Could you please write out the data shown below, exactly and in full?

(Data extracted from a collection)
****************************************

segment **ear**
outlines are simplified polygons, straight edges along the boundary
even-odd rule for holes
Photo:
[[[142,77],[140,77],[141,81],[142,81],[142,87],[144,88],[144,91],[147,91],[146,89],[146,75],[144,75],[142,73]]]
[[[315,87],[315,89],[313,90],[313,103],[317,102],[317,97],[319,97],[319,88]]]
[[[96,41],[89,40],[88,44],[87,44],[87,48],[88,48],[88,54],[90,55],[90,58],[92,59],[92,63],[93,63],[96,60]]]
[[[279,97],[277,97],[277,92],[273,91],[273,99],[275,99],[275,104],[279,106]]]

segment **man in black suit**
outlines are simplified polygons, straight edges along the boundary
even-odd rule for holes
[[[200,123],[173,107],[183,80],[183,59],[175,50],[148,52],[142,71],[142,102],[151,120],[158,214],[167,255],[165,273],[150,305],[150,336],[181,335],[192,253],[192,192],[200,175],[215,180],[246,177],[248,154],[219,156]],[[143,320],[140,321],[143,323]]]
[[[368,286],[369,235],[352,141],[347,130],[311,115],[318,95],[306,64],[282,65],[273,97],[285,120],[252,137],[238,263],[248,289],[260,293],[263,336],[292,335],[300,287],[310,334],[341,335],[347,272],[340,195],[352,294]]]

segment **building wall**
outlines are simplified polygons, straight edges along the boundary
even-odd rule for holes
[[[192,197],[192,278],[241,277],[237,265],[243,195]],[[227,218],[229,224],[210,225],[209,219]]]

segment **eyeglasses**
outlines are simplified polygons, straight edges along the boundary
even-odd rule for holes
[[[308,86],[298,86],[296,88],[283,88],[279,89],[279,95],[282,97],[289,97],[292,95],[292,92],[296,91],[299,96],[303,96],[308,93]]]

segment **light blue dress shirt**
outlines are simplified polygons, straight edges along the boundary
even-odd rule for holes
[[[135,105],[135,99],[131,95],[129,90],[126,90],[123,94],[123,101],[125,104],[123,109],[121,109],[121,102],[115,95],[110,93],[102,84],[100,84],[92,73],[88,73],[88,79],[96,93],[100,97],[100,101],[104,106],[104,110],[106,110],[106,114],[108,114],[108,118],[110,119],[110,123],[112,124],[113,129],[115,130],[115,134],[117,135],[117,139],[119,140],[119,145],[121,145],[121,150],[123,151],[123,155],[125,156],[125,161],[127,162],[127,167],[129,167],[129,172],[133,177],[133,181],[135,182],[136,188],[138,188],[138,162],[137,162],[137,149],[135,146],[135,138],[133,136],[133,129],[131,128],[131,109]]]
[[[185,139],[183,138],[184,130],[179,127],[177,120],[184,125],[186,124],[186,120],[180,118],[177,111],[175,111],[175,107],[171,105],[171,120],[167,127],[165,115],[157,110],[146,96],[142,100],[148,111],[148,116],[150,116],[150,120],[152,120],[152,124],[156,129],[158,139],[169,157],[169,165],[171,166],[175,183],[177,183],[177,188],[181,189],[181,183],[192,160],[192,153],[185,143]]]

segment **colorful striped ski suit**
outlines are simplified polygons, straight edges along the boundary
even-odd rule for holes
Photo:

****************************************

### Solution below
segment **ear**
outlines are simplified polygons, straight edges along the boundary
even-odd rule for holes
Photo:
[[[142,77],[140,77],[141,81],[142,81],[142,87],[144,88],[144,91],[147,91],[146,89],[146,75],[144,75],[142,73]]]
[[[315,87],[315,89],[313,90],[313,103],[317,102],[317,97],[319,97],[319,88]]]
[[[96,41],[89,40],[88,44],[87,44],[87,48],[88,48],[88,54],[90,55],[90,58],[92,59],[92,63],[93,63],[96,60]]]
[[[279,97],[277,97],[277,92],[273,91],[273,99],[275,99],[275,104],[279,106]]]

segment **man in black suit**
outlines are simplified polygons, straight edges along the boundary
even-odd rule for holes
[[[200,123],[173,107],[183,80],[183,59],[175,50],[148,52],[142,71],[142,102],[151,120],[158,214],[167,255],[165,273],[150,305],[150,336],[181,335],[192,253],[192,192],[200,175],[215,180],[246,177],[248,154],[219,156]],[[143,320],[140,321],[143,323]]]
[[[368,286],[369,235],[352,141],[347,130],[311,115],[318,95],[306,64],[282,65],[273,97],[285,120],[252,137],[238,263],[248,289],[260,293],[263,336],[292,335],[300,287],[310,334],[341,335],[347,272],[340,195],[352,294]]]

segment **building wall**
outlines are simplified polygons, straight edges along the boundary
even-odd rule for holes
[[[192,197],[192,278],[241,277],[237,265],[243,195]],[[227,218],[229,224],[210,225],[209,219]]]

segment **eyeglasses**
outlines are simplified polygons, straight edges along the boundary
even-odd rule for holes
[[[308,86],[298,86],[296,88],[283,88],[279,89],[279,95],[282,97],[289,97],[292,95],[292,92],[296,91],[299,96],[303,96],[308,93]]]

segment **light blue dress shirt**
outlines are simplified polygons, straight edges along the boundary
even-odd rule for holes
[[[135,105],[135,99],[131,95],[129,90],[126,90],[123,94],[123,101],[125,104],[123,109],[121,109],[121,102],[115,95],[110,93],[102,84],[100,84],[92,73],[88,73],[88,79],[96,93],[100,97],[100,101],[104,106],[104,110],[106,110],[106,114],[108,114],[108,118],[110,119],[110,123],[112,124],[113,129],[115,130],[115,134],[117,135],[117,139],[119,140],[119,145],[121,145],[121,150],[123,151],[123,155],[125,156],[125,161],[127,162],[127,167],[129,167],[129,172],[133,177],[133,181],[135,182],[136,188],[138,188],[138,162],[137,162],[137,149],[135,146],[135,138],[133,136],[133,129],[131,128],[131,109]]]
[[[185,139],[183,138],[184,130],[179,127],[177,120],[184,125],[186,124],[186,120],[180,118],[177,111],[175,111],[175,107],[171,105],[171,120],[167,127],[165,115],[157,110],[146,96],[142,100],[148,111],[148,116],[150,116],[150,120],[152,120],[152,124],[156,129],[158,139],[169,157],[169,165],[171,166],[175,183],[177,183],[177,188],[181,189],[181,183],[192,160],[192,153],[185,143]]]

segment **colorful striped ski suit**
outlines are simplified polygons, straight edges along the boundary
even-odd rule for holes
Photo:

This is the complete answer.